----- Material for the task

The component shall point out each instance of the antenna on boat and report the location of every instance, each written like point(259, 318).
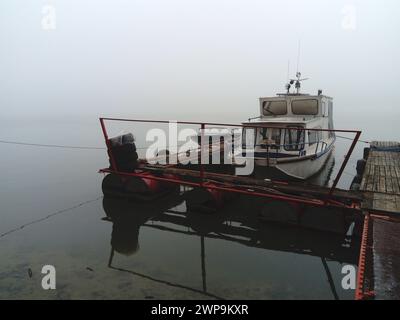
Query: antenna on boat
point(287, 85)
point(297, 82)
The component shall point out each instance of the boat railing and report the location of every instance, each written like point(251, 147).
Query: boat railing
point(203, 125)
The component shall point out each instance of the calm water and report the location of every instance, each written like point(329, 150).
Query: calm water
point(108, 248)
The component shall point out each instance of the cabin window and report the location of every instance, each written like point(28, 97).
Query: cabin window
point(305, 107)
point(314, 137)
point(274, 108)
point(270, 137)
point(294, 139)
point(248, 138)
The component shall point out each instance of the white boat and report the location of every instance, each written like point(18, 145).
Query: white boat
point(288, 136)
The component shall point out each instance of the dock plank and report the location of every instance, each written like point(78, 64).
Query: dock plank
point(380, 182)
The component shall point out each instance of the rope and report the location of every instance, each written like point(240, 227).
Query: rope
point(48, 216)
point(51, 145)
point(347, 138)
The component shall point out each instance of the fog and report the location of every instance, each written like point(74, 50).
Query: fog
point(196, 59)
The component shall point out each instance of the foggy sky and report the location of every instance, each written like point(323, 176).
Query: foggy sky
point(177, 58)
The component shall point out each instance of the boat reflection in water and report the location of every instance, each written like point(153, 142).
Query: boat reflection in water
point(244, 221)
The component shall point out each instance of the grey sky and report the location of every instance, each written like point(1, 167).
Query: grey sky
point(149, 57)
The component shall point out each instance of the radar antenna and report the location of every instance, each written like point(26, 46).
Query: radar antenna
point(296, 82)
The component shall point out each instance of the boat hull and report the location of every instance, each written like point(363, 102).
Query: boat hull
point(300, 168)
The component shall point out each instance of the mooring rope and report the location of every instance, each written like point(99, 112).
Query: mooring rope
point(347, 138)
point(51, 145)
point(48, 216)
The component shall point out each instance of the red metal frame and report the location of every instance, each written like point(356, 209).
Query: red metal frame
point(361, 292)
point(202, 125)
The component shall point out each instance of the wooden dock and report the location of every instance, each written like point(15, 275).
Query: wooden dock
point(381, 179)
point(379, 263)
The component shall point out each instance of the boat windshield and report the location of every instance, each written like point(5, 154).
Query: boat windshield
point(274, 108)
point(294, 139)
point(305, 107)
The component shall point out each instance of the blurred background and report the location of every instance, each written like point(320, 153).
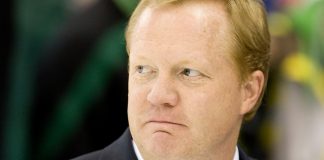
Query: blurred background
point(63, 80)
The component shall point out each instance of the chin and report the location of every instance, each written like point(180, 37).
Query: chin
point(164, 146)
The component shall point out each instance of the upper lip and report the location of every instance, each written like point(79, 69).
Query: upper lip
point(164, 121)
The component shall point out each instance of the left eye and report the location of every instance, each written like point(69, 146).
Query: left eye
point(191, 72)
point(143, 69)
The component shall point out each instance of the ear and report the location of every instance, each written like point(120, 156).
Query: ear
point(251, 91)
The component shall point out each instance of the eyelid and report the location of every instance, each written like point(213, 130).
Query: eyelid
point(194, 72)
point(143, 69)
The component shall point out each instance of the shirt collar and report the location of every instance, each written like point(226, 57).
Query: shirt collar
point(139, 156)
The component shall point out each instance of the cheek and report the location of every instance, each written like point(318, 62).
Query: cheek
point(213, 110)
point(136, 99)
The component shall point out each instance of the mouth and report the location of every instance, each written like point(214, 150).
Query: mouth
point(165, 122)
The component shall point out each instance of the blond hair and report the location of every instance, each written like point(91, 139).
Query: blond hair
point(249, 28)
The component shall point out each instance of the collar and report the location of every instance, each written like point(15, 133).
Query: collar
point(139, 156)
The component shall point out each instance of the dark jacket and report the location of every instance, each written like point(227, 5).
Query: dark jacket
point(122, 149)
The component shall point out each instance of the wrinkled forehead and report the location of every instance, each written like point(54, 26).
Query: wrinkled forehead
point(207, 18)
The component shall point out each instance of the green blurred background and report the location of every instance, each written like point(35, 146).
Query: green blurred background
point(63, 82)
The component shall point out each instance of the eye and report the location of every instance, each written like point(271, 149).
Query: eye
point(143, 69)
point(191, 72)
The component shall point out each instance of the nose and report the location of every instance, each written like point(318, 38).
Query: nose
point(163, 93)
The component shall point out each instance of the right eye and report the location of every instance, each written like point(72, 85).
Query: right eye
point(141, 69)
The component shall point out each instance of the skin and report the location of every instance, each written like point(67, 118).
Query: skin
point(186, 100)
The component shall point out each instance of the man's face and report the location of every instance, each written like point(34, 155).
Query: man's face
point(184, 93)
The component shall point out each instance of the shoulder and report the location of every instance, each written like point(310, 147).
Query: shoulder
point(90, 156)
point(121, 149)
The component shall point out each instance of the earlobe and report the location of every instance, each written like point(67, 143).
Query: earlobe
point(251, 91)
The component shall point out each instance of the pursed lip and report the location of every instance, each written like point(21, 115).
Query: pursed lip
point(165, 122)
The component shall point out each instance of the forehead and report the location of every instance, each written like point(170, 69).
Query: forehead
point(197, 26)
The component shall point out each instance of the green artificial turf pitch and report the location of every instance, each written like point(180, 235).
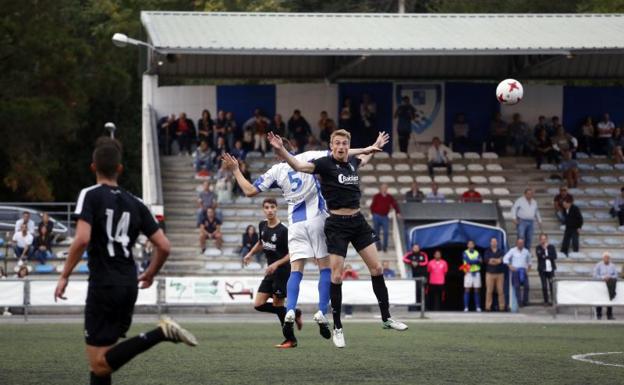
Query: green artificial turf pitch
point(239, 353)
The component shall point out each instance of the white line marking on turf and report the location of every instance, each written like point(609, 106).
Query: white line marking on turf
point(583, 357)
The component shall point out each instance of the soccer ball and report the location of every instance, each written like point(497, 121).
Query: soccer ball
point(509, 91)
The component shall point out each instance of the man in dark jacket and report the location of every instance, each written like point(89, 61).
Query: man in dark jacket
point(546, 255)
point(573, 223)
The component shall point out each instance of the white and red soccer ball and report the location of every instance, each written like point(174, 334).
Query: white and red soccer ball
point(509, 92)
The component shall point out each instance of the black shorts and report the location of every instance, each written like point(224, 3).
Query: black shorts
point(340, 230)
point(275, 284)
point(108, 313)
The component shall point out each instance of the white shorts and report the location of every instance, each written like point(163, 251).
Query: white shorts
point(306, 239)
point(472, 280)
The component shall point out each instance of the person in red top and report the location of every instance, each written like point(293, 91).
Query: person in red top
point(380, 207)
point(437, 269)
point(471, 195)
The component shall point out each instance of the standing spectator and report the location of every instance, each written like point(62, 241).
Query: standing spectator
point(471, 195)
point(524, 213)
point(606, 271)
point(30, 225)
point(298, 129)
point(604, 130)
point(414, 194)
point(437, 269)
point(210, 228)
point(380, 207)
point(618, 207)
point(439, 156)
point(22, 244)
point(434, 196)
point(388, 272)
point(43, 245)
point(546, 267)
point(404, 115)
point(588, 133)
point(558, 203)
point(494, 275)
point(472, 276)
point(461, 130)
point(573, 224)
point(519, 261)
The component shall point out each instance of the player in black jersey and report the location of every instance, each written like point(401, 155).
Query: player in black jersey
point(109, 221)
point(346, 224)
point(273, 241)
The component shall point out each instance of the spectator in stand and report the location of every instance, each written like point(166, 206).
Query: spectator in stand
point(388, 272)
point(498, 135)
point(414, 194)
point(434, 196)
point(618, 207)
point(472, 276)
point(570, 170)
point(461, 130)
point(588, 133)
point(22, 244)
point(519, 261)
point(298, 129)
point(210, 228)
point(326, 127)
point(43, 245)
point(471, 195)
point(546, 255)
point(520, 135)
point(30, 225)
point(439, 156)
point(380, 207)
point(437, 269)
point(604, 132)
point(558, 203)
point(250, 238)
point(524, 213)
point(203, 159)
point(573, 225)
point(494, 275)
point(404, 115)
point(205, 129)
point(544, 149)
point(184, 130)
point(606, 271)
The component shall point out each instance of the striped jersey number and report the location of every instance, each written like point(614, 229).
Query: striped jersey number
point(121, 232)
point(295, 182)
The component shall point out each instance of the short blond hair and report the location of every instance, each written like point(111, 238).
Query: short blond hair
point(340, 132)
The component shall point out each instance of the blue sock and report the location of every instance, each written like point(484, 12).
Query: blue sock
point(324, 285)
point(292, 290)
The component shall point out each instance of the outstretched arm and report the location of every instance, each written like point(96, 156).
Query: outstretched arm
point(296, 164)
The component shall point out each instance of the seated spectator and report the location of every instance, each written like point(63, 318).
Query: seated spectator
point(30, 225)
point(618, 207)
point(22, 244)
point(434, 196)
point(388, 272)
point(439, 156)
point(606, 271)
point(588, 133)
point(471, 195)
point(250, 238)
point(570, 170)
point(461, 130)
point(210, 228)
point(203, 159)
point(414, 194)
point(604, 130)
point(43, 245)
point(558, 203)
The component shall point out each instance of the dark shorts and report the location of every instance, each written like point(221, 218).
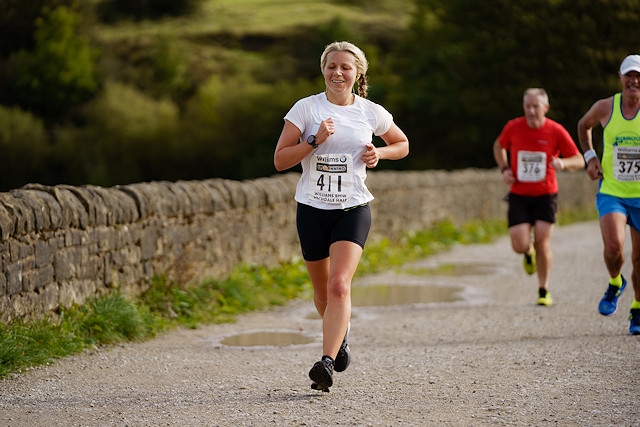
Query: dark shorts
point(318, 229)
point(529, 209)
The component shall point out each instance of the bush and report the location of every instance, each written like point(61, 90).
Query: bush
point(59, 72)
point(130, 139)
point(24, 148)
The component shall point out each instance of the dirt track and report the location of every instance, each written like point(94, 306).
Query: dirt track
point(492, 358)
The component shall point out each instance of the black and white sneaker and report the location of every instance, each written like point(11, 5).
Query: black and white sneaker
point(322, 374)
point(343, 357)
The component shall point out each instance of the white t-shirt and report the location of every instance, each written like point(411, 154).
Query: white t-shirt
point(333, 175)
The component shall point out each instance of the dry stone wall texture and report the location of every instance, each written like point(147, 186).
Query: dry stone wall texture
point(63, 245)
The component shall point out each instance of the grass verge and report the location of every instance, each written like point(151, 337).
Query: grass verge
point(114, 318)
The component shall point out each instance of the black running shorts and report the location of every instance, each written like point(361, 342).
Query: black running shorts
point(318, 229)
point(529, 209)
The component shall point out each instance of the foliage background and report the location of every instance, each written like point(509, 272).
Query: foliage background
point(110, 92)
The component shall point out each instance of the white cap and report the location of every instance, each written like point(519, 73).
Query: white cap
point(630, 63)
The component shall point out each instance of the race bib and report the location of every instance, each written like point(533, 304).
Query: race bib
point(626, 163)
point(331, 178)
point(532, 166)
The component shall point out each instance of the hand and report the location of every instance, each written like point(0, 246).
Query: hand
point(326, 129)
point(371, 156)
point(594, 169)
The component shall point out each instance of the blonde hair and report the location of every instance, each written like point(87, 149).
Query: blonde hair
point(362, 65)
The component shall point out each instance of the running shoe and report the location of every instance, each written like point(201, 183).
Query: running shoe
point(634, 320)
point(343, 357)
point(609, 301)
point(322, 374)
point(529, 262)
point(544, 297)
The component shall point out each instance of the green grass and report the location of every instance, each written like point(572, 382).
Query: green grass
point(115, 318)
point(272, 17)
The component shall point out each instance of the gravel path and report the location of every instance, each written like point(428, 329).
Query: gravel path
point(490, 358)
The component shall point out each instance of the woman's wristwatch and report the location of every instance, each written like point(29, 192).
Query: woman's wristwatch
point(311, 140)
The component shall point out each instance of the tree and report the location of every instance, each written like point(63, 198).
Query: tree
point(59, 72)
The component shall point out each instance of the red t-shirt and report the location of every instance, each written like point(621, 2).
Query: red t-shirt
point(530, 153)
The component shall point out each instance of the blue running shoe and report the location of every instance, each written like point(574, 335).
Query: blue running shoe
point(609, 301)
point(634, 319)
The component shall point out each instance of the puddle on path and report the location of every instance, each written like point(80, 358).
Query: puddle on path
point(267, 338)
point(375, 295)
point(458, 269)
point(387, 295)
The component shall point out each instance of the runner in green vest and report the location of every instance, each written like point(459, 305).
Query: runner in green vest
point(618, 198)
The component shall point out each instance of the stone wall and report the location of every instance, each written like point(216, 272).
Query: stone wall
point(66, 245)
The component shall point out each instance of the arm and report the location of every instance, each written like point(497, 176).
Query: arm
point(500, 156)
point(288, 152)
point(397, 147)
point(572, 163)
point(599, 113)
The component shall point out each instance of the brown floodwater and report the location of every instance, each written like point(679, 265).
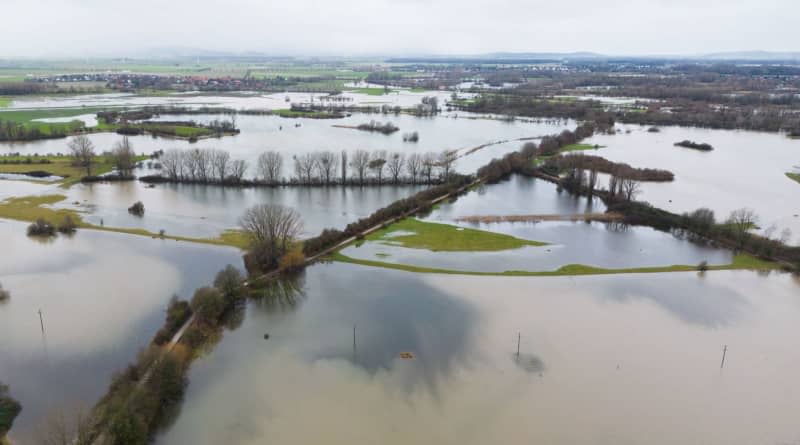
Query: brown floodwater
point(603, 360)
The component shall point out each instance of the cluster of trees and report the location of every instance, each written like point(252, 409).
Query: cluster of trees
point(735, 231)
point(694, 145)
point(271, 230)
point(203, 166)
point(134, 406)
point(387, 128)
point(360, 167)
point(42, 227)
point(420, 201)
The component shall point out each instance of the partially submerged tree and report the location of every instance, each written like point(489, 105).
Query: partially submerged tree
point(82, 151)
point(271, 228)
point(269, 166)
point(124, 157)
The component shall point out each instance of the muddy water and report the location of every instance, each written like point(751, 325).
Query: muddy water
point(745, 169)
point(603, 360)
point(102, 297)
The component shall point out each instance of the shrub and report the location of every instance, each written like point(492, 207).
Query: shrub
point(9, 409)
point(67, 225)
point(228, 281)
point(41, 228)
point(208, 303)
point(292, 260)
point(136, 209)
point(178, 312)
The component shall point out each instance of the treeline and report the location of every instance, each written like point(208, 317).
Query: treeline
point(16, 131)
point(694, 145)
point(140, 397)
point(387, 128)
point(403, 207)
point(701, 224)
point(359, 167)
point(579, 161)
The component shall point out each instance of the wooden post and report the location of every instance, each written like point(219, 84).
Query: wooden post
point(724, 351)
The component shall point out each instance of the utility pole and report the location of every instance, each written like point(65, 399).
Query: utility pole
point(724, 351)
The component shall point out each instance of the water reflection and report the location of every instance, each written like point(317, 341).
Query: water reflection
point(102, 297)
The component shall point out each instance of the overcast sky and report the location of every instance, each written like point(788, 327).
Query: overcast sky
point(393, 27)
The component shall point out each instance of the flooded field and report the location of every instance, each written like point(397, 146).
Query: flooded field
point(603, 360)
point(598, 244)
point(745, 169)
point(102, 297)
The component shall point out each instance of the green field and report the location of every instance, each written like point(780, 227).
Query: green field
point(31, 208)
point(446, 238)
point(57, 166)
point(371, 91)
point(740, 262)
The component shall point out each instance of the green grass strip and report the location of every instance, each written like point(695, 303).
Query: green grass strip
point(446, 238)
point(740, 262)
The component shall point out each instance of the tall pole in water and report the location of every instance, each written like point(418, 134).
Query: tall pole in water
point(724, 351)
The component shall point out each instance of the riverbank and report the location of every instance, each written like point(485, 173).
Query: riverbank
point(31, 208)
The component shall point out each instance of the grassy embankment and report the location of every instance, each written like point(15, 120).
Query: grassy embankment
point(539, 160)
point(446, 238)
point(371, 91)
point(28, 119)
point(31, 208)
point(442, 237)
point(57, 166)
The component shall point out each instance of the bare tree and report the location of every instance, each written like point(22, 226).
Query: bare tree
point(360, 163)
point(271, 229)
point(343, 164)
point(63, 429)
point(446, 161)
point(123, 157)
point(428, 164)
point(220, 160)
point(326, 164)
point(270, 164)
point(741, 221)
point(377, 163)
point(304, 166)
point(414, 166)
point(630, 188)
point(238, 170)
point(592, 181)
point(172, 163)
point(395, 165)
point(82, 150)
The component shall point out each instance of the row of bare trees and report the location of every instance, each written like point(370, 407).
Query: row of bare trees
point(202, 165)
point(359, 167)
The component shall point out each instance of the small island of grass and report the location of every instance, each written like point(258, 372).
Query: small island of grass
point(416, 234)
point(694, 145)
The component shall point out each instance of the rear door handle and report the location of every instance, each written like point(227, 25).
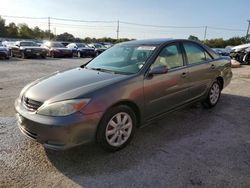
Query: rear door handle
point(184, 74)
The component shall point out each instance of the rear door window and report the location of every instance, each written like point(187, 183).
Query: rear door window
point(195, 53)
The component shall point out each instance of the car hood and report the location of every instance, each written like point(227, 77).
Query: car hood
point(85, 48)
point(32, 47)
point(3, 48)
point(69, 84)
point(61, 48)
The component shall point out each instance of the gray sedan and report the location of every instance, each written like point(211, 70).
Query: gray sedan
point(127, 86)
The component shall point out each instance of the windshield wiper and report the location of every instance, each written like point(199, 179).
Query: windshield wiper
point(101, 70)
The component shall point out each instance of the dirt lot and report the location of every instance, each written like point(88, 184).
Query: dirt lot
point(190, 148)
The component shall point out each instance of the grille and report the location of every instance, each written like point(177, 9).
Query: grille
point(30, 104)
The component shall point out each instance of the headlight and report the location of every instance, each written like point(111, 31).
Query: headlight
point(62, 108)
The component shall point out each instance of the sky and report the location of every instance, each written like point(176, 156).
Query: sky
point(175, 18)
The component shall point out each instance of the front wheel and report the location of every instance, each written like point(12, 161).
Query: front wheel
point(116, 128)
point(79, 54)
point(213, 95)
point(23, 56)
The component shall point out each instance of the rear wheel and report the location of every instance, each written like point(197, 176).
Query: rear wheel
point(23, 56)
point(79, 54)
point(52, 54)
point(116, 129)
point(213, 95)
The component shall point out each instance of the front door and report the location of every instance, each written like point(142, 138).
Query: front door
point(166, 91)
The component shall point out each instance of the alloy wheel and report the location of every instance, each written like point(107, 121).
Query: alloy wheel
point(119, 129)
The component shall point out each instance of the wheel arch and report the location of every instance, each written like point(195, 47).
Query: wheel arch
point(221, 81)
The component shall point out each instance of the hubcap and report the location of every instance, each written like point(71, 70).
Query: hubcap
point(119, 129)
point(214, 93)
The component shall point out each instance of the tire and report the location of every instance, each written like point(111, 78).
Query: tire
point(23, 56)
point(79, 54)
point(213, 95)
point(112, 135)
point(52, 54)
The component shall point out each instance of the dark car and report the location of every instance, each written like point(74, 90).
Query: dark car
point(4, 52)
point(25, 49)
point(222, 51)
point(127, 86)
point(57, 49)
point(8, 45)
point(99, 48)
point(82, 50)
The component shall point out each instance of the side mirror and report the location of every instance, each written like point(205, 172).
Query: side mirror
point(158, 70)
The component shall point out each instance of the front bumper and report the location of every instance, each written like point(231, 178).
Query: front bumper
point(63, 53)
point(4, 54)
point(57, 133)
point(88, 53)
point(35, 53)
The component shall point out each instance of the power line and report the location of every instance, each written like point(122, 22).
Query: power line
point(88, 21)
point(226, 29)
point(24, 17)
point(161, 26)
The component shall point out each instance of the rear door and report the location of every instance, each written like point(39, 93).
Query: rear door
point(200, 68)
point(166, 91)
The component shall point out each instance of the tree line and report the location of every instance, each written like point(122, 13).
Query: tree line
point(25, 32)
point(220, 42)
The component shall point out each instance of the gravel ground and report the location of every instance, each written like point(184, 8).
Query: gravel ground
point(193, 147)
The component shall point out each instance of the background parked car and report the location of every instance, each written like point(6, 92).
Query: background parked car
point(107, 44)
point(99, 48)
point(238, 52)
point(81, 50)
point(8, 45)
point(26, 49)
point(4, 52)
point(222, 51)
point(57, 49)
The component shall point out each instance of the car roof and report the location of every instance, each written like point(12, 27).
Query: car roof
point(149, 41)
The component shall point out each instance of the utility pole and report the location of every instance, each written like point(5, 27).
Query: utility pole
point(55, 31)
point(49, 26)
point(205, 34)
point(118, 29)
point(247, 35)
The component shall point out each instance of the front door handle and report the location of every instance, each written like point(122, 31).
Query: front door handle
point(184, 74)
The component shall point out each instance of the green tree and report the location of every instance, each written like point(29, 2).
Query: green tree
point(3, 31)
point(65, 37)
point(192, 37)
point(25, 32)
point(12, 30)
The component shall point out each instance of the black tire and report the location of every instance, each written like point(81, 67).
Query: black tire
point(23, 56)
point(52, 54)
point(209, 102)
point(101, 136)
point(79, 54)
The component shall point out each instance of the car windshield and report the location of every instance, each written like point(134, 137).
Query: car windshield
point(28, 44)
point(99, 46)
point(123, 59)
point(57, 45)
point(81, 45)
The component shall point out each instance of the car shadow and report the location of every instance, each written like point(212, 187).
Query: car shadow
point(90, 160)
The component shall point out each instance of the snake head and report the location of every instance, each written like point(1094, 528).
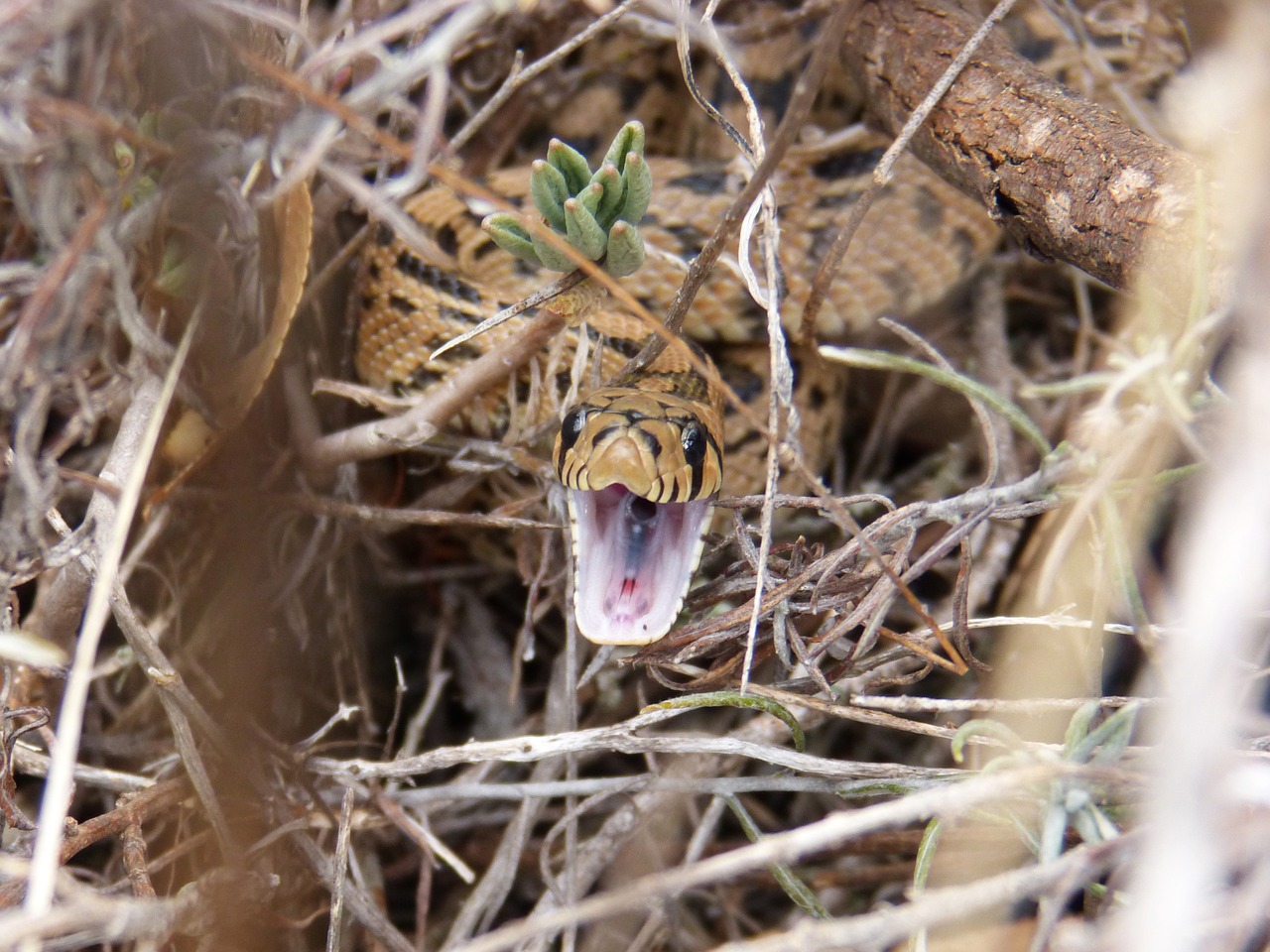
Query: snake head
point(640, 471)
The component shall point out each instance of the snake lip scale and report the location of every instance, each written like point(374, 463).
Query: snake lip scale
point(640, 471)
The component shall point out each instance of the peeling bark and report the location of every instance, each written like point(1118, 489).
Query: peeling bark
point(1067, 178)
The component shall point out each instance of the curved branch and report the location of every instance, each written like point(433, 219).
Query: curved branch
point(1066, 177)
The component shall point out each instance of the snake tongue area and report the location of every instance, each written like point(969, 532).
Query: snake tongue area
point(634, 562)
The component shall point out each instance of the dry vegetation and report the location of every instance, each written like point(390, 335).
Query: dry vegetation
point(263, 690)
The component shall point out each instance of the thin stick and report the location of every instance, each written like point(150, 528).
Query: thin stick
point(828, 270)
point(150, 407)
point(336, 890)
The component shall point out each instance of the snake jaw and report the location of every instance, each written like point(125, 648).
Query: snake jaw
point(634, 561)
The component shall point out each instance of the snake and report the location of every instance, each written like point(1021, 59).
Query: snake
point(643, 457)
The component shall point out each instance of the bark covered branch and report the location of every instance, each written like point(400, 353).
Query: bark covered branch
point(1066, 177)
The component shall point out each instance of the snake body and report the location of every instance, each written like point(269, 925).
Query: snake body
point(643, 456)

----------

To do:
Arrange the records from the line with "like point(180, 235)." to the line with "point(509, 91)", both included, as a two-column CSV with the header row text,answer. Give one row per record, with its text and its answer each in a single quoted field and line breaks replaced by spaces, and leave out the pictures.

Solution to this problem:
text,answer
"The component shall point out each instance of the green artificial turf pitch and report the location of every instance, each written like point(180, 235). Query: green artificial turf pitch","point(239, 353)"
"The component shall point out each instance of the white line marking on turf and report the location of every instance, each written like point(609, 106). Query: white line marking on turf","point(583, 357)"
"The component shall point out each instance of the soccer ball and report the location of every instance, each written like point(497, 121). Query: soccer ball","point(509, 91)"